*** Given data Section Begins ***
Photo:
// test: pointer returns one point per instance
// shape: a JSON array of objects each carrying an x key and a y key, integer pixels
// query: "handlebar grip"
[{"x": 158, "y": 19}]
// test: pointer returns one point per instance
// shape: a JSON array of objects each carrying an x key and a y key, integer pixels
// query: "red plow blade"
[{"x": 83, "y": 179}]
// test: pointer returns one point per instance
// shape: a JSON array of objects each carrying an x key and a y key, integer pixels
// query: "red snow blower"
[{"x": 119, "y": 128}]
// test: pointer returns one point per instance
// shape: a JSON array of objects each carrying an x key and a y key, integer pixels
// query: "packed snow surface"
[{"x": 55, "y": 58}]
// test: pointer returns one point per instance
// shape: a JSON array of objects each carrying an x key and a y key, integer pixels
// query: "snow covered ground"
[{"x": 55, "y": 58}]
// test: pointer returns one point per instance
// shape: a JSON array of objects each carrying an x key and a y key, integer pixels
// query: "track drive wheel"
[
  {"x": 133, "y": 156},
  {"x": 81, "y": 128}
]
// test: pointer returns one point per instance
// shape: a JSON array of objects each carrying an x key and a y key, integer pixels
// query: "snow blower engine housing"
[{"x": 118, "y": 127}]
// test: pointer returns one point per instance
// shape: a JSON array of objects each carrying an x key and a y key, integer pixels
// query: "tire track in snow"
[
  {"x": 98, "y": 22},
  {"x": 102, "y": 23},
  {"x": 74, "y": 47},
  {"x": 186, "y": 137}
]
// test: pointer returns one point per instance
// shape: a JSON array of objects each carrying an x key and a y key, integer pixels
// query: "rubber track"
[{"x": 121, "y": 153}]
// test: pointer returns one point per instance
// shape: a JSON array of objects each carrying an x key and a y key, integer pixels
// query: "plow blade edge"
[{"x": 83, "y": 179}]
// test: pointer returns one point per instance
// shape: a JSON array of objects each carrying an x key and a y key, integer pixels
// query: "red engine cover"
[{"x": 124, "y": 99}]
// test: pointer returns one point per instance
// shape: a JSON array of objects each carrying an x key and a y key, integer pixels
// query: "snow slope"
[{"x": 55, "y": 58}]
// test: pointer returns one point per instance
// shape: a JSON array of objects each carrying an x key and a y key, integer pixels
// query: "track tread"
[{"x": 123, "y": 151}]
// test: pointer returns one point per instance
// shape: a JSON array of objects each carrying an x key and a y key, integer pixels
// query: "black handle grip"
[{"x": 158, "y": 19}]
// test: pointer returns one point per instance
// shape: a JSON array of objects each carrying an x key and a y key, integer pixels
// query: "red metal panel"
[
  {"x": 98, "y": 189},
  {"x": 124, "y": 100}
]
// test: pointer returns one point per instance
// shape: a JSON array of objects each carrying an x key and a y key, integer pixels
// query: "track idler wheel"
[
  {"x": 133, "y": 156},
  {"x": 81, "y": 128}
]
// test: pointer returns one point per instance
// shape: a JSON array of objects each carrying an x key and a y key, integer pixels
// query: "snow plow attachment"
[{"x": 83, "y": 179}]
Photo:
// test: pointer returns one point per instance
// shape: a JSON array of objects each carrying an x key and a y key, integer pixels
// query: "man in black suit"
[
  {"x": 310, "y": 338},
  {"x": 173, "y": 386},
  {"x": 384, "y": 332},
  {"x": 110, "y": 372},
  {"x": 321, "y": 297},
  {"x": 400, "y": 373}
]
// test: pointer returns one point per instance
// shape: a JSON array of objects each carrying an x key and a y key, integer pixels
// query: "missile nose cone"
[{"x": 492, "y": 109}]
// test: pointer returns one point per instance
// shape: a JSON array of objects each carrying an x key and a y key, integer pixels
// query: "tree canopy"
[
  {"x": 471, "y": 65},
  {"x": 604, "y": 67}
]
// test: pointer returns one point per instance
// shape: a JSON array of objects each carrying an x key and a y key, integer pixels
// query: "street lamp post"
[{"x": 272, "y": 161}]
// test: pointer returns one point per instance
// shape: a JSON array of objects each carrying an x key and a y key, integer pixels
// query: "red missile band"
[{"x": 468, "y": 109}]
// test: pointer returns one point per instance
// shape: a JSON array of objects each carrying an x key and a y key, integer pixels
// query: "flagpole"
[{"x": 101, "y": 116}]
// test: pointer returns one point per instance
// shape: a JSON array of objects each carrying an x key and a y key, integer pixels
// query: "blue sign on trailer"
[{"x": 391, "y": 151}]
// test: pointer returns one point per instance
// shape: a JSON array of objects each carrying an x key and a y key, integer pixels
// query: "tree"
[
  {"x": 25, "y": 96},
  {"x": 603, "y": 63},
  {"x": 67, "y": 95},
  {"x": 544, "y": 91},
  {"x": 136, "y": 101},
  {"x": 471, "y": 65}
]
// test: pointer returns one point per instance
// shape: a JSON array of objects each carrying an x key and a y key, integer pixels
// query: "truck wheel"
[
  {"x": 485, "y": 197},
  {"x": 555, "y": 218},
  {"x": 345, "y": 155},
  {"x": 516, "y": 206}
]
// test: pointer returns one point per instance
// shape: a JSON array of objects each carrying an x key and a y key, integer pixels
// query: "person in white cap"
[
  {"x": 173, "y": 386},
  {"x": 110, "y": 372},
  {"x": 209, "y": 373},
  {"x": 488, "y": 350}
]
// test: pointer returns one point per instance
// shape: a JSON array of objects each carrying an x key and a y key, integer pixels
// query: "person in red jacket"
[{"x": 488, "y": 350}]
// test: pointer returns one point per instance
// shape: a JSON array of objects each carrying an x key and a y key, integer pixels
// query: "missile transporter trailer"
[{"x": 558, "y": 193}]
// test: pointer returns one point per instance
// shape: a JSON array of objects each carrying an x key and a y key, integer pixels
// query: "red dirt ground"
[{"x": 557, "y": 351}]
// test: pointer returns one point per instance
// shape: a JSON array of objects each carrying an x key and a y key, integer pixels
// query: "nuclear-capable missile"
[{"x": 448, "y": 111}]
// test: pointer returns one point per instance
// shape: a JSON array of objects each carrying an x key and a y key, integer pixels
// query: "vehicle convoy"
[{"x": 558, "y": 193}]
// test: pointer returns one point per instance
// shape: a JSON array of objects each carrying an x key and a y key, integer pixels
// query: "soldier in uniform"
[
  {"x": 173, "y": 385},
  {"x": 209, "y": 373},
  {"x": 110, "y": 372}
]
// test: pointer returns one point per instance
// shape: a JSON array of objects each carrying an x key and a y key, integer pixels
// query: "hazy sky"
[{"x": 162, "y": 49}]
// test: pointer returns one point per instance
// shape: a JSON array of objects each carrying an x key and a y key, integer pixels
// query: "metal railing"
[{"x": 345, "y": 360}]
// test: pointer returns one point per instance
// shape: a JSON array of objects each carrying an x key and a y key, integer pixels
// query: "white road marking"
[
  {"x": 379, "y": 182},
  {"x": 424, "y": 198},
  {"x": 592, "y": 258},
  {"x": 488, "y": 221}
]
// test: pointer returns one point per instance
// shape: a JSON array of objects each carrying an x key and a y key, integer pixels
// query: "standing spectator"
*** Given data Section Ends ***
» Exercise instructions:
A word-for-word restatement of every record above is expected.

» Output below:
Photo:
// test: pointer returns one point per instance
// shape: a JSON array of objects each carrying an x key and a y key, integer pixels
// query: "handlebar grip"
[{"x": 158, "y": 19}]
// test: pointer returns one point per instance
// shape: a JSON array of objects each carrying an x key and a y key, integer pixels
// query: "red plow blade"
[{"x": 83, "y": 179}]
// test: pointer returns one point per instance
// shape: a JSON array of objects each carrying an x key and a y key, integer pixels
// query: "red snow blower"
[{"x": 119, "y": 128}]
// test: pointer returns one point per instance
// shape: a JSON array of objects each carrying an x key and a y key, integer pixels
// query: "packed snow surface"
[{"x": 55, "y": 58}]
// test: pointer returns one point per instance
// shape: a JSON array of objects each carrying an x key and a y key, integer pixels
// query: "snow covered ground"
[{"x": 55, "y": 58}]
// test: pointer returns one point per instance
// shape: a JSON array of objects each carrying an x key and a y key, integer pixels
// query: "track drive wheel"
[
  {"x": 133, "y": 156},
  {"x": 81, "y": 128}
]
// test: pointer returns one point per instance
// shape: a JSON array of objects each carrying an x key and a y key, integer pixels
// query: "snow blower engine housing"
[{"x": 118, "y": 127}]
// test: pointer returns one point per instance
// shape: a JSON array of objects each carrying an x key and a y key, integer pixels
// query: "tire track in snow"
[
  {"x": 98, "y": 22},
  {"x": 102, "y": 23},
  {"x": 74, "y": 47},
  {"x": 186, "y": 137}
]
// test: pointer returns one point per instance
// shape: a JSON array of objects each carrying an x key and a y key, integer pixels
// query: "rubber track"
[{"x": 121, "y": 153}]
// test: pointer returns one point per instance
// shape: a JSON array of objects each carrying an x key and a y key, integer pixels
// query: "plow blade edge"
[{"x": 83, "y": 179}]
// test: pointer returns one point per instance
// shape: a JSON array of objects each carrying an x key and a y key, integer pixels
// query: "red engine cover"
[{"x": 124, "y": 99}]
// test: pointer returns one point per instance
// shape: a JSON array of objects each carrying an x key and a y key, integer pixels
// query: "snow slope"
[{"x": 55, "y": 58}]
// test: pointer returns one point per instance
// shape: a JSON array of objects each carrying an x key and a y key, integer pixels
// query: "track tread"
[{"x": 123, "y": 151}]
// test: pointer returns one point per instance
// shape: a JSON array of objects each carrying an x key and a y key, integer pixels
// query: "black handle grip"
[{"x": 158, "y": 19}]
// test: pointer returns one point per instance
// shape: a JSON array of objects each carrying an x key and a y key, integer pixels
// query: "red metal panel"
[
  {"x": 98, "y": 189},
  {"x": 124, "y": 100}
]
// test: pointer returns one point per instance
// shape: a JSON array of objects each carrying an x key and a y key, integer pixels
// query: "track idler wheel"
[
  {"x": 133, "y": 156},
  {"x": 81, "y": 128}
]
// test: pointer returns one point per instance
// shape: a JSON array of objects each carrying an x key and a y key, integer pixels
// query: "snow plow attachment"
[{"x": 83, "y": 179}]
Photo:
// test: pointer returns one point per instance
// shape: a JSON array of objects each carrying an x key and a y key, integer pixels
// query: "man in black suit"
[
  {"x": 310, "y": 338},
  {"x": 173, "y": 386},
  {"x": 384, "y": 332},
  {"x": 110, "y": 372},
  {"x": 321, "y": 297},
  {"x": 400, "y": 373}
]
// test: pointer returns one point per instance
// shape: a JSON array of objects each carrying an x key and a y key, integer pixels
// query: "missile nose cone"
[{"x": 492, "y": 109}]
// test: pointer returns one point per instance
// shape: a JSON array of objects each carrying an x key and a y key, integer pixels
// query: "tree canopy"
[
  {"x": 471, "y": 65},
  {"x": 604, "y": 67}
]
// test: pointer returns one point per instance
// shape: a JSON array of objects each carrying an x key and a y key, integer pixels
// query: "street lamp post"
[{"x": 272, "y": 161}]
// test: pointer returns one point per instance
// shape: a JSON array of objects each carrying an x key and a y key, integer pixels
// query: "red missile band"
[{"x": 468, "y": 109}]
// test: pointer returns one point per instance
// shape: a JSON array of objects each carrying an x key and a y key, integer pixels
// query: "flagpole"
[{"x": 101, "y": 116}]
// test: pointer returns one point per instance
// shape: a JSON array of objects each carrying an x key and a y key, integer pixels
// query: "blue sign on trailer"
[{"x": 391, "y": 151}]
// test: pointer returns one point per instance
// shape: a JSON array of objects each carrying an x key and a y key, integer pixels
// query: "tree"
[
  {"x": 25, "y": 96},
  {"x": 603, "y": 63},
  {"x": 67, "y": 95},
  {"x": 544, "y": 91},
  {"x": 136, "y": 101},
  {"x": 471, "y": 65}
]
// test: pointer returns one point per instance
// shape: a JSON array of objects each carrying an x key and a y key, integer pixels
// query: "truck wheel"
[
  {"x": 485, "y": 197},
  {"x": 555, "y": 218},
  {"x": 345, "y": 155},
  {"x": 516, "y": 206}
]
// test: pointer returns one point per instance
// shape: a JSON array of objects each carrying an x key and a y key, integer pixels
// query: "person in white cap"
[
  {"x": 173, "y": 386},
  {"x": 110, "y": 372},
  {"x": 209, "y": 373},
  {"x": 488, "y": 350}
]
// test: pointer returns one point per instance
// shape: a JSON array of objects each carrying an x key and a y key, integer pixels
// query: "person in red jacket"
[{"x": 488, "y": 350}]
// test: pointer returns one point per instance
// shape: a JSON array of objects each carrying an x key and a y key, integer pixels
// query: "missile transporter trailer"
[{"x": 558, "y": 193}]
// test: pointer returns one point per instance
// shape: a JSON array of objects each carrying an x key and a y key, integer pixels
// query: "red dirt ground"
[{"x": 557, "y": 351}]
// test: pointer returns one point per instance
// shape: a JSON array of objects each carrying an x key and a y key, integer pixels
// query: "nuclear-capable missile"
[{"x": 448, "y": 111}]
// test: pointer returns one point per instance
// shape: a JSON array of objects each carrying an x key and a y key, integer pixels
// query: "vehicle convoy"
[{"x": 558, "y": 193}]
// test: pointer returns one point per instance
// shape: a JSON array of objects each carrying an x key and a y key, integer pixels
// query: "soldier in uniform"
[
  {"x": 173, "y": 385},
  {"x": 209, "y": 373},
  {"x": 110, "y": 372}
]
// test: pointer returns one point per instance
// shape: a JSON array of objects each carrying an x key and a y key, integer pixels
// query: "hazy sky"
[{"x": 162, "y": 49}]
// test: pointer returns one point per instance
// shape: a JSON array of objects each carrying an x key and a y key, integer pixels
// query: "metal railing"
[{"x": 345, "y": 360}]
// test: pointer returns one point per instance
// shape: a JSON array of objects each carrying an x key and a y key, integer pixels
// query: "white road marking"
[
  {"x": 379, "y": 182},
  {"x": 424, "y": 198},
  {"x": 592, "y": 258},
  {"x": 488, "y": 221}
]
// test: pointer returns one point per instance
// shape: a JSON array of objects each carrying an x key and a y key, integer pixels
// query: "standing spectator"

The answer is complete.